→ **What you have to do**:
Reproduce all of the records exactly.

→ **Record list**:
******
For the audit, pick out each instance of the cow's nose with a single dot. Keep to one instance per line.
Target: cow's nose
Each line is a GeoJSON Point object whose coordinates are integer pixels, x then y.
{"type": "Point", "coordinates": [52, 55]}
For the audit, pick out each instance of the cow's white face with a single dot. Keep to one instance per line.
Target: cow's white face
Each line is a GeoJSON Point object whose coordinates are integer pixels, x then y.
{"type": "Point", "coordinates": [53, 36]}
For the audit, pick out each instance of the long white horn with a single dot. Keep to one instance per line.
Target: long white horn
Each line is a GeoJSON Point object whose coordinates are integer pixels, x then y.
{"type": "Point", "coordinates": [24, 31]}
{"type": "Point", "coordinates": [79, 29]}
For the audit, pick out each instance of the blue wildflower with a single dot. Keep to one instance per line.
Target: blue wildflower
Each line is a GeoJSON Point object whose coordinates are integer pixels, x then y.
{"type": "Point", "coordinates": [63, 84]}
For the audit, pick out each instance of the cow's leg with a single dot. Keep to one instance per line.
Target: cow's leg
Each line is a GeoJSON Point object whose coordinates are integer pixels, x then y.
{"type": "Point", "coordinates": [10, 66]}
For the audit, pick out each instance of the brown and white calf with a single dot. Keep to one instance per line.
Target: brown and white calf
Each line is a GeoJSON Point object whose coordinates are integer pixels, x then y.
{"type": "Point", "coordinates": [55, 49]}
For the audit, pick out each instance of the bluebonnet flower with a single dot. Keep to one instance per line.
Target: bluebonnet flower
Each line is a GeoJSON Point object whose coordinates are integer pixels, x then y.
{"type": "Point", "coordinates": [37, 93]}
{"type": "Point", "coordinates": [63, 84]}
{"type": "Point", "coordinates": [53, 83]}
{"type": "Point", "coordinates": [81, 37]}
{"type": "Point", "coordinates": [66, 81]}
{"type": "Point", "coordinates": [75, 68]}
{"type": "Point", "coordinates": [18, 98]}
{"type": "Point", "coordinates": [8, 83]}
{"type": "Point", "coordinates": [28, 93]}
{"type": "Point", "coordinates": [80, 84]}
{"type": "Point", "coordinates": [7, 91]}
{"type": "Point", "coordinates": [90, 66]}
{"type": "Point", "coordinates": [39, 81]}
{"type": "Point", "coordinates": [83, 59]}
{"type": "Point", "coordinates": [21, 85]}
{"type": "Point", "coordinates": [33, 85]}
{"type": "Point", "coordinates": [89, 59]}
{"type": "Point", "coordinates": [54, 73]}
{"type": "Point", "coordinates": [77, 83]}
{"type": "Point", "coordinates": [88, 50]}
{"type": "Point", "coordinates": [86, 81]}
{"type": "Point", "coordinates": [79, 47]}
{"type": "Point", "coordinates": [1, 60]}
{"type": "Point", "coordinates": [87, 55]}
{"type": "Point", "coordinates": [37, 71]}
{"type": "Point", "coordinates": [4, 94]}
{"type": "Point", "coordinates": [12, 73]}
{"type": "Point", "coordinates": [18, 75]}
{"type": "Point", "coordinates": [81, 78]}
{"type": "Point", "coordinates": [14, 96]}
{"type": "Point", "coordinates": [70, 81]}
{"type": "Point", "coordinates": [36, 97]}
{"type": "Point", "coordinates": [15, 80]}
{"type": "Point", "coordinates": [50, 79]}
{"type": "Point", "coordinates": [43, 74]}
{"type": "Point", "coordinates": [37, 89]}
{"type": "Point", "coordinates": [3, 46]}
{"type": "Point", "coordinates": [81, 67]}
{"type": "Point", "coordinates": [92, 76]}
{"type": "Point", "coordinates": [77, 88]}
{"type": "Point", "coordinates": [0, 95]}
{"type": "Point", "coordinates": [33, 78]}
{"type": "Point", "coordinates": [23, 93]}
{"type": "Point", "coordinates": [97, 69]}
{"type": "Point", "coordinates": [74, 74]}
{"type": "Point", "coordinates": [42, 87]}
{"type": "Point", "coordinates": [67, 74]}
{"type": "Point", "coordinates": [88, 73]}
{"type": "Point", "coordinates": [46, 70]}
******
→ **Answer to this problem**:
For the audit, pick out each instance of the cow's nose with a single dot. Keep to one instance per line.
Target: cow's nose
Each line is a GeoJSON Point object whose coordinates are integer pixels, x then y.
{"type": "Point", "coordinates": [52, 55]}
For the audit, pick out each instance of the cow's white face with a single dot. Keep to one instance per line.
Target: cow's white face
Each line is a GeoJSON Point object whose coordinates are integer pixels, x then y.
{"type": "Point", "coordinates": [53, 36]}
For the audit, pick out each instance of the long white horn with a single dot. Keep to one instance per line.
Target: long white horn
Each line is a GeoJSON Point object whose coordinates are integer pixels, x then y.
{"type": "Point", "coordinates": [24, 31]}
{"type": "Point", "coordinates": [79, 29]}
For the audit, pick out each instance of the blue wildflower with a single dot. Keep to one instance per line.
Target: blue wildflower
Each line is a GeoJSON Point object whose coordinates are integer pixels, x then y.
{"type": "Point", "coordinates": [63, 84]}
For the audit, pick out each instance of the cow's leg with a single dot. Keep to one instance per line.
Target: cow's leg
Each line is a GeoJSON Point object whose coordinates are integer pixels, x then y.
{"type": "Point", "coordinates": [10, 66]}
For the audit, pick out each instance of the brown and white calf with a single dot. Keep to one instance per line.
Target: brown and white calf
Each line is a GeoJSON Point object whose coordinates are integer pixels, x then y.
{"type": "Point", "coordinates": [55, 49]}
For the audit, pick out each instance of the bluebonnet flower with a single dot. Keep to one instance per line.
Target: bluebonnet flower
Each line is a GeoJSON Point object whose coordinates are integer pixels, x then y.
{"type": "Point", "coordinates": [37, 93]}
{"type": "Point", "coordinates": [63, 84]}
{"type": "Point", "coordinates": [53, 83]}
{"type": "Point", "coordinates": [81, 37]}
{"type": "Point", "coordinates": [66, 81]}
{"type": "Point", "coordinates": [75, 68]}
{"type": "Point", "coordinates": [18, 98]}
{"type": "Point", "coordinates": [8, 83]}
{"type": "Point", "coordinates": [28, 93]}
{"type": "Point", "coordinates": [80, 84]}
{"type": "Point", "coordinates": [7, 91]}
{"type": "Point", "coordinates": [90, 66]}
{"type": "Point", "coordinates": [39, 81]}
{"type": "Point", "coordinates": [83, 59]}
{"type": "Point", "coordinates": [21, 85]}
{"type": "Point", "coordinates": [33, 85]}
{"type": "Point", "coordinates": [89, 59]}
{"type": "Point", "coordinates": [54, 73]}
{"type": "Point", "coordinates": [77, 83]}
{"type": "Point", "coordinates": [88, 50]}
{"type": "Point", "coordinates": [86, 81]}
{"type": "Point", "coordinates": [79, 47]}
{"type": "Point", "coordinates": [1, 60]}
{"type": "Point", "coordinates": [87, 55]}
{"type": "Point", "coordinates": [37, 71]}
{"type": "Point", "coordinates": [4, 94]}
{"type": "Point", "coordinates": [12, 73]}
{"type": "Point", "coordinates": [18, 75]}
{"type": "Point", "coordinates": [81, 78]}
{"type": "Point", "coordinates": [14, 96]}
{"type": "Point", "coordinates": [70, 81]}
{"type": "Point", "coordinates": [36, 97]}
{"type": "Point", "coordinates": [15, 80]}
{"type": "Point", "coordinates": [50, 79]}
{"type": "Point", "coordinates": [43, 74]}
{"type": "Point", "coordinates": [37, 89]}
{"type": "Point", "coordinates": [3, 46]}
{"type": "Point", "coordinates": [81, 67]}
{"type": "Point", "coordinates": [92, 76]}
{"type": "Point", "coordinates": [77, 88]}
{"type": "Point", "coordinates": [0, 95]}
{"type": "Point", "coordinates": [33, 78]}
{"type": "Point", "coordinates": [23, 93]}
{"type": "Point", "coordinates": [97, 69]}
{"type": "Point", "coordinates": [74, 74]}
{"type": "Point", "coordinates": [42, 87]}
{"type": "Point", "coordinates": [67, 74]}
{"type": "Point", "coordinates": [88, 73]}
{"type": "Point", "coordinates": [46, 70]}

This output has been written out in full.